WRITTEN INSTRUCTION: Give back the entire listing verbatim.

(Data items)
=-=-=
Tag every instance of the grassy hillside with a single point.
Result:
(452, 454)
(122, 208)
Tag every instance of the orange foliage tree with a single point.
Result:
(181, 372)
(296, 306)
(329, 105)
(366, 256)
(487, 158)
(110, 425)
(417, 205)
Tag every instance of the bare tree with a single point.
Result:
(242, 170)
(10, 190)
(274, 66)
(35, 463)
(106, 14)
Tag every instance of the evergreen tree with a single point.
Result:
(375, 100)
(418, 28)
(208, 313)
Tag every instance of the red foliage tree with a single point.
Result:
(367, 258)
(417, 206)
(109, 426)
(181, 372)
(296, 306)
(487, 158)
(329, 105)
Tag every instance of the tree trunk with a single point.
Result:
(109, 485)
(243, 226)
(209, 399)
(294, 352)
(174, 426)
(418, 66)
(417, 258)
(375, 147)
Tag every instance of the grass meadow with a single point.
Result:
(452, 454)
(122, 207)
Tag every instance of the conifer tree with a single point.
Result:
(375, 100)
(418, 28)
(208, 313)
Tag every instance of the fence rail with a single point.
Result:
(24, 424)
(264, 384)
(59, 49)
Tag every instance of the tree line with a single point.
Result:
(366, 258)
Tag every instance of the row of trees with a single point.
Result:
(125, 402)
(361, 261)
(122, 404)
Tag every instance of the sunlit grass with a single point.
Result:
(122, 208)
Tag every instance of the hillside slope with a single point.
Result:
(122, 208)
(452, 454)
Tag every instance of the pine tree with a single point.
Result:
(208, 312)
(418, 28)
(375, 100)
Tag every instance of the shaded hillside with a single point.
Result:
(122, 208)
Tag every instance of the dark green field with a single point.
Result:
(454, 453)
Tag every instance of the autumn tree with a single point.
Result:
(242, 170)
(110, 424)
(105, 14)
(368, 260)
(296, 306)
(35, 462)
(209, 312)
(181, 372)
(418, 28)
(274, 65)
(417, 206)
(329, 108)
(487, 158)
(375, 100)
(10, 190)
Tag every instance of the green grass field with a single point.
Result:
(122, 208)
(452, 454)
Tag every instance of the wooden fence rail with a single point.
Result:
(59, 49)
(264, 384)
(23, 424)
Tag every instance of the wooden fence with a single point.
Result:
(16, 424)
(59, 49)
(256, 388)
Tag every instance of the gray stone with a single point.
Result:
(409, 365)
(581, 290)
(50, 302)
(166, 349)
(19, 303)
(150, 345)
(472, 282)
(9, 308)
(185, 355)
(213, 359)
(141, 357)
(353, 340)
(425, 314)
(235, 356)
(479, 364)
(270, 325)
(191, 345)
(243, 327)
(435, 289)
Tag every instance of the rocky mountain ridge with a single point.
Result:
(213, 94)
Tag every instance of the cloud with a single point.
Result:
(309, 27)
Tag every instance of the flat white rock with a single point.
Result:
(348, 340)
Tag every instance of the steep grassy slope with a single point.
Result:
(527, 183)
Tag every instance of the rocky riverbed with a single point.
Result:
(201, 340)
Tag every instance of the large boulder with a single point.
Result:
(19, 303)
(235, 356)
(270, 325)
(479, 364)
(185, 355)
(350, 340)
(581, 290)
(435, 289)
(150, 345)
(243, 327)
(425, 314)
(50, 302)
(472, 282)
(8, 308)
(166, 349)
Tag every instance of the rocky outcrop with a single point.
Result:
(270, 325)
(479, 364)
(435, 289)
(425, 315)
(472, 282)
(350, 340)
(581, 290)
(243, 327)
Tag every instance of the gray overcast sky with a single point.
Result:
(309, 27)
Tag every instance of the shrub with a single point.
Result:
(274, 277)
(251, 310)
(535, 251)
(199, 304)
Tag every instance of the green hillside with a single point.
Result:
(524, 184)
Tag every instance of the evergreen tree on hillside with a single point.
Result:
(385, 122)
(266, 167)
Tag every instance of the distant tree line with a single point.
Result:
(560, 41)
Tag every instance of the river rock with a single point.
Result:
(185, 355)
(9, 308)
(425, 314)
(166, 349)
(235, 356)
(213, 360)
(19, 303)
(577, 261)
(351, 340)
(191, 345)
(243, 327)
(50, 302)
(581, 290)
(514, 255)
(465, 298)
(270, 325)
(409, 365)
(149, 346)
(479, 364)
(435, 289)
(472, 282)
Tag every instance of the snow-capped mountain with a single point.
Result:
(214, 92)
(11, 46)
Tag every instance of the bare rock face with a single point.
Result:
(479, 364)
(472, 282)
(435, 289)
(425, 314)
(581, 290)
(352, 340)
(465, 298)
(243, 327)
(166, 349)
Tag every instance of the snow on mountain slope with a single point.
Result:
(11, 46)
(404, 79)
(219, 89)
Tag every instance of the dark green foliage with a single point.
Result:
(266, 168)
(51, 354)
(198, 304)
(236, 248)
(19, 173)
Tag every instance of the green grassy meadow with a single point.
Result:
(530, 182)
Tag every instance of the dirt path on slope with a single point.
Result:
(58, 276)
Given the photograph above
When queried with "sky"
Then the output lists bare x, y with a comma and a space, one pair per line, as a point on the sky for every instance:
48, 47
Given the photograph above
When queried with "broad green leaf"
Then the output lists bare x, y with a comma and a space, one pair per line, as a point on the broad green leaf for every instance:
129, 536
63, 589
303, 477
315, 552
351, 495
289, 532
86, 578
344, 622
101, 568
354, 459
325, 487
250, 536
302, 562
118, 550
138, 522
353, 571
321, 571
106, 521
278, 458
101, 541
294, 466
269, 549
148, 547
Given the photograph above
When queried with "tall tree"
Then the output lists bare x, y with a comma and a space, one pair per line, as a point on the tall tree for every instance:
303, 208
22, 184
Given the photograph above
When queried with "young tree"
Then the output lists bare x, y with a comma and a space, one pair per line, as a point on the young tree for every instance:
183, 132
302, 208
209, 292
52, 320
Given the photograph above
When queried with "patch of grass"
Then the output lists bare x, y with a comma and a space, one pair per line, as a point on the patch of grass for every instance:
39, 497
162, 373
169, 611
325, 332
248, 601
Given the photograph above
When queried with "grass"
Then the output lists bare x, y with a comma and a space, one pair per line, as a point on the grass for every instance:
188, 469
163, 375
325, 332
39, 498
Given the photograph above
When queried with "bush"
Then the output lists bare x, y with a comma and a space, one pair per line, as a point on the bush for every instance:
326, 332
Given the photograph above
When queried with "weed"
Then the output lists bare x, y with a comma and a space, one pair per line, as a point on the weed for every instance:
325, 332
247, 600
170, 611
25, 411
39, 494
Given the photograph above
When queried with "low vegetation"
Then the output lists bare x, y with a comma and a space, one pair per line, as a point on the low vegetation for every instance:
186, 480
=-=-=
TASK ANSWER:
Tag every instance of the grassy hillside with a single point.
Result:
(452, 454)
(122, 208)
Tag every instance of the orange foliage tree with a single point.
Result:
(181, 372)
(296, 306)
(329, 105)
(366, 256)
(487, 158)
(110, 425)
(417, 205)
Tag every instance of the bare tree with a single point.
Result:
(242, 170)
(10, 190)
(274, 66)
(35, 463)
(106, 14)
Tag every instance of the evergreen tree with a single point.
Result:
(375, 100)
(418, 28)
(208, 313)
Tag every instance of the red foliage tree with a single point.
Result:
(367, 258)
(417, 206)
(109, 426)
(181, 372)
(296, 306)
(487, 158)
(329, 105)
Tag every instance of the tree trunk with a single point.
Result:
(109, 485)
(243, 226)
(209, 399)
(294, 352)
(174, 426)
(418, 66)
(417, 258)
(375, 147)
Tag every instance of the grass meadow with a single point.
Result:
(452, 454)
(122, 207)
Tag every instance of the conifer tree with a single point.
Result:
(375, 100)
(418, 28)
(208, 313)
Tag every instance of the fence rail with a single point.
Result:
(24, 424)
(264, 384)
(59, 49)
Tag every instance of the tree line with a single point.
Result:
(366, 258)
Tag every instance of the row of trees with a single point.
Result:
(125, 402)
(361, 261)
(122, 404)
Tag every instance of the sunlit grass with a single point.
Result:
(122, 208)
Tag every instance of the hillside slope with a single point.
Result:
(122, 208)
(452, 454)
Tag every instance of the pine tree with a single point.
Result:
(208, 312)
(418, 28)
(375, 100)
Tag every instance of the shaded hillside with a single point.
Result:
(122, 208)
Tag every instance of the dark green field with a single point.
Result:
(454, 453)
Tag every instance of the autumn tree with a single point.
Result:
(242, 170)
(110, 424)
(105, 14)
(368, 260)
(296, 306)
(35, 462)
(209, 312)
(181, 372)
(418, 28)
(274, 65)
(417, 206)
(329, 108)
(487, 158)
(375, 100)
(10, 190)
Tag every instance of the green grass field with a single point.
Result:
(122, 208)
(452, 454)
Tag every instance of the wooden fence rail with a single point.
Result:
(59, 49)
(264, 384)
(23, 424)
Tag every instance of the wooden fence with a single point.
Result:
(16, 424)
(59, 49)
(256, 388)
Tag every instance of the gray stone with a single point.
Result:
(409, 365)
(581, 290)
(50, 302)
(166, 349)
(19, 303)
(150, 345)
(472, 282)
(9, 308)
(185, 355)
(213, 359)
(141, 357)
(353, 340)
(425, 314)
(235, 356)
(479, 364)
(270, 325)
(191, 345)
(243, 327)
(435, 289)
Tag every instance of the rocky mountain ridge with a single point.
Result:
(213, 94)
Tag every instance of the cloud with a single point.
Result:
(309, 27)
Tag every instance of the flat white rock with a single point.
Result:
(348, 340)
Tag every instance of the steep grassy slope with a single point.
Result:
(527, 183)
Tag every instance of the rocky riverbed with a single point.
Result:
(201, 340)
Tag every instance of the large boulder with a single point.
Result:
(19, 303)
(235, 356)
(270, 325)
(479, 364)
(185, 355)
(350, 340)
(581, 290)
(435, 289)
(150, 345)
(243, 327)
(425, 314)
(50, 302)
(472, 282)
(8, 308)
(166, 349)
Tag every instance of the rocky outcrop with a single point.
Result:
(270, 325)
(479, 364)
(435, 289)
(425, 315)
(472, 282)
(350, 340)
(581, 290)
(243, 327)
Tag every instance of the gray overcast sky with a single point.
Result:
(309, 27)
Tag every instance of the shrub with a single point.
Result:
(274, 277)
(251, 310)
(535, 251)
(199, 304)
Tag every instance of the green hillside with a single point.
Result:
(524, 184)
Tag every instance of the evergreen tree on hillside with a single point.
Result:
(385, 122)
(266, 167)
Tag every instance of the distant tree line with a single point.
Result:
(560, 41)
Tag every instance of the river rock with a single point.
Result:
(185, 355)
(9, 308)
(425, 314)
(166, 349)
(235, 356)
(213, 360)
(19, 303)
(577, 261)
(351, 340)
(191, 345)
(243, 327)
(50, 302)
(581, 290)
(514, 255)
(465, 298)
(270, 325)
(409, 365)
(149, 346)
(479, 364)
(435, 289)
(472, 282)
Tag every instance of the snow-capped mountain with a single point.
Result:
(214, 92)
(11, 46)
Tag every instance of the bare rock face with a single point.
Result:
(479, 364)
(472, 282)
(435, 289)
(425, 314)
(581, 290)
(352, 340)
(465, 298)
(243, 327)
(166, 349)
Tag every instance of the snow on mountain slope with a single point.
Result:
(11, 46)
(404, 79)
(219, 89)
Tag every instance of the dark green foliage with a single point.
Result:
(266, 168)
(51, 354)
(198, 304)
(236, 248)
(19, 173)
Tag every instance of the green grassy meadow with a single point.
Result:
(530, 182)
Tag every instance of the dirt path on slope with a single point.
Result:
(58, 276)
Given the photograph above
When queried with "sky"
Then the output lists bare x, y with a comma and a space, one pair per line, as a point on the sky for every instance:
48, 47
Given the photograph above
When queried with "broad green leaf"
Then the output lists bare x, y with a comma and a space, one pair per line, as a point on the broad green leaf for every instance:
129, 536
63, 589
303, 477
315, 552
351, 495
289, 532
86, 578
344, 622
101, 568
354, 459
325, 487
250, 536
302, 562
118, 550
138, 522
353, 571
321, 571
106, 521
278, 458
101, 541
294, 466
269, 549
148, 547
Given the photograph above
When queried with "tall tree"
Then the output lists bare x, y with a comma and a space, one pair per line, as a point on the tall tree for every instance:
303, 208
22, 184
Given the photograph above
When queried with "young tree"
Then the output lists bare x, y with a comma and a space, one pair per line, as a point on the young tree for every instance:
183, 132
302, 208
209, 292
52, 320
Given the photograph above
When queried with "patch of grass"
Then the output lists bare x, y with a comma and a space, one pair per line, as a point on the patch of grass for every instance:
39, 497
162, 373
169, 611
325, 332
248, 601
Given the photograph above
When queried with "grass"
Then the output lists bare x, y with a comma and a space, one pair per line, as a point on the grass for every instance:
188, 469
163, 375
325, 332
39, 498
Given the photograph above
When queried with "bush"
Then the output lists bare x, y with a comma and a space, one pair per line, as a point on the bush for every instance:
326, 332
Given the photograph above
When queried with "weed"
Then the output lists bare x, y with a comma and a space, one pair per line, as a point on the weed for every instance:
325, 332
247, 600
170, 611
25, 411
39, 494
Given the photograph above
When queried with "low vegetation"
Then the output lists bare x, y with a comma and a space, one pair per line, as a point on the low vegetation for every instance:
186, 480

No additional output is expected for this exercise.